[Dataset items]
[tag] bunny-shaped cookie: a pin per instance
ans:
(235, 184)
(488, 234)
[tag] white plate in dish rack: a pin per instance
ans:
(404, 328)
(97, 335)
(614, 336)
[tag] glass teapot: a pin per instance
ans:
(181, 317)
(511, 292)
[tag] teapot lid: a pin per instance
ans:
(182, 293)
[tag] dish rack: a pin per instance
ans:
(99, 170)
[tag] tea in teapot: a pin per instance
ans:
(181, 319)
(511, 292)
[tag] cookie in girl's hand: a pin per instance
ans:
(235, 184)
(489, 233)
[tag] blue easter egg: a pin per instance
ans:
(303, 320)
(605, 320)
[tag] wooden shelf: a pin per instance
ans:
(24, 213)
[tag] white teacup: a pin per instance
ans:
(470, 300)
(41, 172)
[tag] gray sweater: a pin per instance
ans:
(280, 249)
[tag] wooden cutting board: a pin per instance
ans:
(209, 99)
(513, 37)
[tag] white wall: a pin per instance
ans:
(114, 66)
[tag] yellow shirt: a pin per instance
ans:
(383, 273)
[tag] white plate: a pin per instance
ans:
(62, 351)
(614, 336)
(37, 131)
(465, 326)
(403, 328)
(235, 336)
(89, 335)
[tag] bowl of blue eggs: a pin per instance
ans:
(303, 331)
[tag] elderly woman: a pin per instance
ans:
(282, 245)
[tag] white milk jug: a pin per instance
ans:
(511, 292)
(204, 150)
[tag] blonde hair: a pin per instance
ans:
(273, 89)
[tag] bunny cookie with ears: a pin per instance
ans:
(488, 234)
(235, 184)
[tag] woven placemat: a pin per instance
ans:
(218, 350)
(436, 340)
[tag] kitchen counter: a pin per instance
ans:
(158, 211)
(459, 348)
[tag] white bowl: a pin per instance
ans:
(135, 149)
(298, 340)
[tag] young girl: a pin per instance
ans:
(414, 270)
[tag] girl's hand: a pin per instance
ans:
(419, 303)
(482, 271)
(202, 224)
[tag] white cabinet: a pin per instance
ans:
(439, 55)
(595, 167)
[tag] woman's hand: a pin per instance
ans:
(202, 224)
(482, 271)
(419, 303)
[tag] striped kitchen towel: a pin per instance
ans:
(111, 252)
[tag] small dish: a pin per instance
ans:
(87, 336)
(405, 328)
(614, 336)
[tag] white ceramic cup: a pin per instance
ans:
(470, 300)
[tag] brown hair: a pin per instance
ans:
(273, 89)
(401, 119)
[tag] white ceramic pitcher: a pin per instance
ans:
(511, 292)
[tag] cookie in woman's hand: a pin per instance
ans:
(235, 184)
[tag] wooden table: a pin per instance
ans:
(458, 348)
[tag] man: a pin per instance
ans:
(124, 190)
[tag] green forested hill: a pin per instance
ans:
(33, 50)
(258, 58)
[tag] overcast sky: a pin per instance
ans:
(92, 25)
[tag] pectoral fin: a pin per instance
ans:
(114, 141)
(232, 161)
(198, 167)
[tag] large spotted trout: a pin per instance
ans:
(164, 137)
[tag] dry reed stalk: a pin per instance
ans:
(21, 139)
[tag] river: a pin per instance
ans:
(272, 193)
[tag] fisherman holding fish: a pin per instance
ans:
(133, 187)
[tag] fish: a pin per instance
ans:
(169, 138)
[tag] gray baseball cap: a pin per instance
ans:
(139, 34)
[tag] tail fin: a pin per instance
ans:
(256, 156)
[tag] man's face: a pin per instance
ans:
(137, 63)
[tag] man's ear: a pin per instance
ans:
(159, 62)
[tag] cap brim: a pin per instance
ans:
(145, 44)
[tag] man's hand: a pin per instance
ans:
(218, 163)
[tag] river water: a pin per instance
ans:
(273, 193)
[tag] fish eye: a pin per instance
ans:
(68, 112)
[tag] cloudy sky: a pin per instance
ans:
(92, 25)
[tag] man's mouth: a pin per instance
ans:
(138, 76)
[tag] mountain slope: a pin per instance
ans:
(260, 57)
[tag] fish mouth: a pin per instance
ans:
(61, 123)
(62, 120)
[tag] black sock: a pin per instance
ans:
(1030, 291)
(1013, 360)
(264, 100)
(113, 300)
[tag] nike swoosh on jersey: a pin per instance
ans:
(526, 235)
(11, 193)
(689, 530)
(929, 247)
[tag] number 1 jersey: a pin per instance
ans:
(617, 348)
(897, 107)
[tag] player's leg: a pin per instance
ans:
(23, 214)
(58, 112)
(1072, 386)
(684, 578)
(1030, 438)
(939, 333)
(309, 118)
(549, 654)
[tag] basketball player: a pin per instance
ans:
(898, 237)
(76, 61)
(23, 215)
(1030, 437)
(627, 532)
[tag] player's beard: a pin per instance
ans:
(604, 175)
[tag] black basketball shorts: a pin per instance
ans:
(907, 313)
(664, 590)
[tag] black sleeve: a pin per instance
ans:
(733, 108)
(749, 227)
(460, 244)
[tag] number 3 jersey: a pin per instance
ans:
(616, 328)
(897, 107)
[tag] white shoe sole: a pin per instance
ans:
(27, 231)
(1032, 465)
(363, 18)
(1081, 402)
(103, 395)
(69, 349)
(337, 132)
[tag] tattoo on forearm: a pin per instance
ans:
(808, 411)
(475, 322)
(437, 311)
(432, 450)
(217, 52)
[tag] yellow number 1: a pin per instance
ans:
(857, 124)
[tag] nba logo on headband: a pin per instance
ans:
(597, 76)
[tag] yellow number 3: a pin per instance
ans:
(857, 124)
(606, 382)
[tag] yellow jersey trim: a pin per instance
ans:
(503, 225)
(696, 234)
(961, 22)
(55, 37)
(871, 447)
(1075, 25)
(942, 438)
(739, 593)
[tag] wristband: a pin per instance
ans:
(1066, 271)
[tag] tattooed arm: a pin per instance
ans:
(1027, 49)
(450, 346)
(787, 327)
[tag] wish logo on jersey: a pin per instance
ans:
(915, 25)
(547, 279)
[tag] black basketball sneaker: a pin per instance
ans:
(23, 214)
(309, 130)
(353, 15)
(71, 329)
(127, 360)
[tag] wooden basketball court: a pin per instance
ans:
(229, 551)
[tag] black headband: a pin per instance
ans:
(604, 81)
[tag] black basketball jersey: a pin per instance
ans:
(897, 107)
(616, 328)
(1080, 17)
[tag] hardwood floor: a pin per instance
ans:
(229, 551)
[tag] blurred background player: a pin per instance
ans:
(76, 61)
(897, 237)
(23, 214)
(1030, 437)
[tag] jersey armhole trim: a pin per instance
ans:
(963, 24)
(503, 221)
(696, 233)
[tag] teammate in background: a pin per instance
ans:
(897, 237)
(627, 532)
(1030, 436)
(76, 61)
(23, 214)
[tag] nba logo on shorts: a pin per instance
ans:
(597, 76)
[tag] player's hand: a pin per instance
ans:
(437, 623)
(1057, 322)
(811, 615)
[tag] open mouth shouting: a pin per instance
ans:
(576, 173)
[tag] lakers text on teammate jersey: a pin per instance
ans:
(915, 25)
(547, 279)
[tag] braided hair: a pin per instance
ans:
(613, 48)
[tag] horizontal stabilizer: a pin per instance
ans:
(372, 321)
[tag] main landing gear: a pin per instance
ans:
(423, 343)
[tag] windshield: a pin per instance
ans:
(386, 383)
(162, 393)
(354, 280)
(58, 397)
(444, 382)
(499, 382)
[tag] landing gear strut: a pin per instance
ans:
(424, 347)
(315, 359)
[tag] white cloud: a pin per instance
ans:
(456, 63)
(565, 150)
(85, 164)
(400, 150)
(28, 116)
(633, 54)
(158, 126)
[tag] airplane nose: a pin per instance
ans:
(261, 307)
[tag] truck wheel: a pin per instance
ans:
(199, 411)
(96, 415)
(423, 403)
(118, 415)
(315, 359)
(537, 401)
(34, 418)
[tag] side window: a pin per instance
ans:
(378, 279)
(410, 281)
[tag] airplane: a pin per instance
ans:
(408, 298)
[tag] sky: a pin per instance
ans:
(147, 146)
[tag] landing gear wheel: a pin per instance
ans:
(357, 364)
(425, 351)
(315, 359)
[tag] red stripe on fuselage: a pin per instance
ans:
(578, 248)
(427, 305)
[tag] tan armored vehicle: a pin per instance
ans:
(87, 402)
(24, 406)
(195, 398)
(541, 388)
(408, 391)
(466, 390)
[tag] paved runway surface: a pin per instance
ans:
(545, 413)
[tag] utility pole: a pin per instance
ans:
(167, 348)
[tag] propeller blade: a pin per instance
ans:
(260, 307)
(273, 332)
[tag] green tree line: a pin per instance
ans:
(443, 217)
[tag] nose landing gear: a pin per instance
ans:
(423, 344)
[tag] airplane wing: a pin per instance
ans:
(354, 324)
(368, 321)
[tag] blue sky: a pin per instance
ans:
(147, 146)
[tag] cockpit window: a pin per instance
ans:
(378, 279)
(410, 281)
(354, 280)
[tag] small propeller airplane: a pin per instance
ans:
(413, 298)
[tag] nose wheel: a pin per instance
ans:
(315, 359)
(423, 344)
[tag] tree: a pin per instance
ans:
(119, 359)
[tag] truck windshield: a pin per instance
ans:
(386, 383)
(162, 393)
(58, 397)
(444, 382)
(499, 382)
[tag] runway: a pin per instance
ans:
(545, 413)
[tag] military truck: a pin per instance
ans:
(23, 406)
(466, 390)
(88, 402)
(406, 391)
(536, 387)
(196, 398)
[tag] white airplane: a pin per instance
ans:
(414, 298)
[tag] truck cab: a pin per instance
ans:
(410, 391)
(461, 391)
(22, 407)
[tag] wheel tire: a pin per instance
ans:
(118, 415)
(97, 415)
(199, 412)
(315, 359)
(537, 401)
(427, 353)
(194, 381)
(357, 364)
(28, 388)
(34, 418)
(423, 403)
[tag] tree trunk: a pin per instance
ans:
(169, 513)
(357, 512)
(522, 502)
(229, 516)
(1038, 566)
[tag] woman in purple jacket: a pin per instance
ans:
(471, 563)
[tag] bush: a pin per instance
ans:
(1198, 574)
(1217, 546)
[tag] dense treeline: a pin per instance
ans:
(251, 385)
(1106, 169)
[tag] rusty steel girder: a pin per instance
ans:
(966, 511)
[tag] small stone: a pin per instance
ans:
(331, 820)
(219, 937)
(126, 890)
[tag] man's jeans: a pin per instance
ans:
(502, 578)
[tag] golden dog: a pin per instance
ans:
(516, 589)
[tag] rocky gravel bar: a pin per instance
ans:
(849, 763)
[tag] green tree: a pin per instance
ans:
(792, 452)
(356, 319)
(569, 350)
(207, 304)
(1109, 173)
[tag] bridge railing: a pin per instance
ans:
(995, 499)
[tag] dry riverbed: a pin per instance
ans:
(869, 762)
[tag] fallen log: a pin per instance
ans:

What this task involves :: Go through the lines above. Select every one that has the string "teammate".

Output ::
[tag] teammate in background: a pin per instance
[tag] lakers text on teammate jersey: a pin per instance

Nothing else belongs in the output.